Request: Repeat the records below exactly as they appear.

Task inputs:

══════════════════════════════

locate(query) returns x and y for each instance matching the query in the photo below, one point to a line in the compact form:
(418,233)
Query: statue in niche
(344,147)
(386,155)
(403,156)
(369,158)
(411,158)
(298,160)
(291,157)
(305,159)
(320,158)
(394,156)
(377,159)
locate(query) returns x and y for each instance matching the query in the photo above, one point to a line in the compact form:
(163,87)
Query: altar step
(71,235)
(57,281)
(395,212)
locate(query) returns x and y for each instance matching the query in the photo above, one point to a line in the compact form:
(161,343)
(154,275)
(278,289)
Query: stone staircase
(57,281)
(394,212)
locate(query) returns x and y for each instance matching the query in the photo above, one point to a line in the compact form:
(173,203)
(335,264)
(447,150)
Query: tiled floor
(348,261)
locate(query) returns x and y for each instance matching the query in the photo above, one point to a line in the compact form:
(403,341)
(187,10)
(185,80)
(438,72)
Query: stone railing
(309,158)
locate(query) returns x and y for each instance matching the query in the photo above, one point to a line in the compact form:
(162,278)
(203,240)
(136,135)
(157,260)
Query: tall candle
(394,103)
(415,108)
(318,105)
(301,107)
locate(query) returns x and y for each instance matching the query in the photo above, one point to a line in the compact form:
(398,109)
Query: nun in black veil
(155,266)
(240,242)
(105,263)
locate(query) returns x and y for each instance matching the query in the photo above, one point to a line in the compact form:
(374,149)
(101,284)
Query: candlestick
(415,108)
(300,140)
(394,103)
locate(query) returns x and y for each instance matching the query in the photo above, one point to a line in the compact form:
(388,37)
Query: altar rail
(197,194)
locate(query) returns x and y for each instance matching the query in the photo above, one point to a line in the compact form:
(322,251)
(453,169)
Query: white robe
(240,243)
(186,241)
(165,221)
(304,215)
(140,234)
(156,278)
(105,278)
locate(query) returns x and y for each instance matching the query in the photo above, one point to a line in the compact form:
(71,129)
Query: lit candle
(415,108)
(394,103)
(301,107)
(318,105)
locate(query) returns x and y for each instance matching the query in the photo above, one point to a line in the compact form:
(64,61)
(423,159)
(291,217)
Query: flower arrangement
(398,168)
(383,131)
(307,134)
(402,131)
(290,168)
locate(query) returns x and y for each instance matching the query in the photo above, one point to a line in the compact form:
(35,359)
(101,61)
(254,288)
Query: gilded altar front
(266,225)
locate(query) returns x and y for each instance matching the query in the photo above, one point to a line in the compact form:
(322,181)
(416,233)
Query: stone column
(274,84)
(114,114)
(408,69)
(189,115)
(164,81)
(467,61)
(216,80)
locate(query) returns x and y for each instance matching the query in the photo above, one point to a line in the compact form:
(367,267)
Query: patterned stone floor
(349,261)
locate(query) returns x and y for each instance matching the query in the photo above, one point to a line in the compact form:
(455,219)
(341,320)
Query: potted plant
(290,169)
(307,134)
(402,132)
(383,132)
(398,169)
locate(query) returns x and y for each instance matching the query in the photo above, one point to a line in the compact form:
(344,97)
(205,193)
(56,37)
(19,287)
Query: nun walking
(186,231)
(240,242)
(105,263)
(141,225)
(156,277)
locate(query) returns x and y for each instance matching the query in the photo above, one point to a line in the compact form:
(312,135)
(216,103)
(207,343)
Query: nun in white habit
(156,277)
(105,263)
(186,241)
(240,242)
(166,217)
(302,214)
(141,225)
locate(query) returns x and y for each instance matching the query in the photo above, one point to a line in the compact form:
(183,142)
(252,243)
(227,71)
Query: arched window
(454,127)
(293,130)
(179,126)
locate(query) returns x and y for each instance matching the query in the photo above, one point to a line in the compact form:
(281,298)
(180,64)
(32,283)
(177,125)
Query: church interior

══════════════════════════════

Solution to the exercise:
locate(query) returns x and y for each instance matching the query in the photo below, one point to a line in the compact form:
(418,233)
Query: statue in niche
(344,147)
(386,155)
(403,156)
(369,158)
(411,158)
(298,160)
(291,157)
(305,159)
(320,158)
(394,156)
(377,159)
locate(query) returns x and y for each instance matching the query in the photo above, one point to a line in the compact form:
(163,87)
Query: altar step
(71,235)
(57,281)
(395,212)
locate(query) returns x and y for each instance matching the query in the photo above, one point to a line in the compact form:
(161,343)
(154,275)
(278,289)
Query: stone staircase
(57,281)
(394,212)
locate(query) returns x and y for each instance matching the query in the photo above, one point to a line in the compact form:
(173,203)
(335,264)
(447,150)
Query: tiled floor
(348,261)
locate(query) returns x and y for each instance matching the query in the photo above, one point to a line in the compact form:
(403,341)
(187,10)
(185,80)
(438,72)
Query: stone railing
(309,158)
locate(query) returns x and y for each instance matching the query in the photo above, one point to a line in the compact form:
(162,278)
(203,240)
(136,135)
(157,260)
Query: tall candle
(394,103)
(415,108)
(318,105)
(301,107)
locate(query) returns x and y for each instance matching the query in the photo above, one point to a line in the compact form:
(398,109)
Query: nun in black veil
(155,266)
(240,242)
(105,263)
locate(query) returns x and y for each instance matching the query in the photo above, one point to a line in the compact form:
(374,149)
(101,284)
Query: candlestick
(415,108)
(300,140)
(394,103)
locate(query) returns x and y for each instance matching the query in the photo above, one point to a line in the compact form:
(388,37)
Query: altar rail
(197,194)
locate(query) returns x and y for each instance matching the query in the photo above, one point to a line in the compact form:
(322,251)
(453,169)
Query: white robe
(240,243)
(186,241)
(165,221)
(304,215)
(140,234)
(156,278)
(105,278)
locate(query) returns x and y for each instance matching the query in the photo above, one point to a line in the compact form:
(71,129)
Query: lit candle
(415,108)
(394,103)
(301,107)
(318,105)
locate(query) returns x and y for each instance matching the query in the photo above, one point to a line in the compact form:
(64,61)
(423,159)
(291,217)
Query: flower arrangement
(398,168)
(383,131)
(307,134)
(402,131)
(290,168)
locate(query) returns x and y for each instance matching the query in the photo above, one point to a line in the compact form:
(35,359)
(101,61)
(254,288)
Query: gilded altar front
(266,225)
locate(query) returns x and y for each instance matching the query in the photo above, one point to a line in the compact form:
(322,181)
(416,233)
Query: stone column
(274,84)
(114,114)
(408,69)
(189,115)
(164,81)
(467,61)
(216,80)
locate(query) returns x and y for each instance matching the query in the photo above, one point to a line in the compact form:
(367,267)
Query: patterned stone floor
(349,261)
locate(query) returns x and y for each instance matching the query in the photo above, one point to a line in the compact form:
(455,219)
(341,320)
Query: potted plant
(290,169)
(307,134)
(402,132)
(383,132)
(398,169)
locate(query) returns x and y for each instance matching the query in the photo above, one point to a line in the compact form:
(344,97)
(205,193)
(56,37)
(19,287)
Query: nun walking
(186,231)
(240,242)
(105,263)
(141,225)
(156,277)
locate(query) returns x and y for each instance matching the query in the photo above, one point to a line in the compact form:
(312,135)
(216,103)
(207,343)
Query: nun in white habit
(156,277)
(105,263)
(186,241)
(240,242)
(166,217)
(302,214)
(141,225)
locate(query) returns x and y for each instance matching the query in the photo above, one point to a line in the compact form:
(183,142)
(252,243)
(227,71)
Query: arched window
(454,127)
(293,130)
(179,126)
locate(query) returns x and y for each instance matching the query in the photo above, one point to a line in the compact form:
(281,298)
(180,64)
(32,283)
(177,125)
Query: church interior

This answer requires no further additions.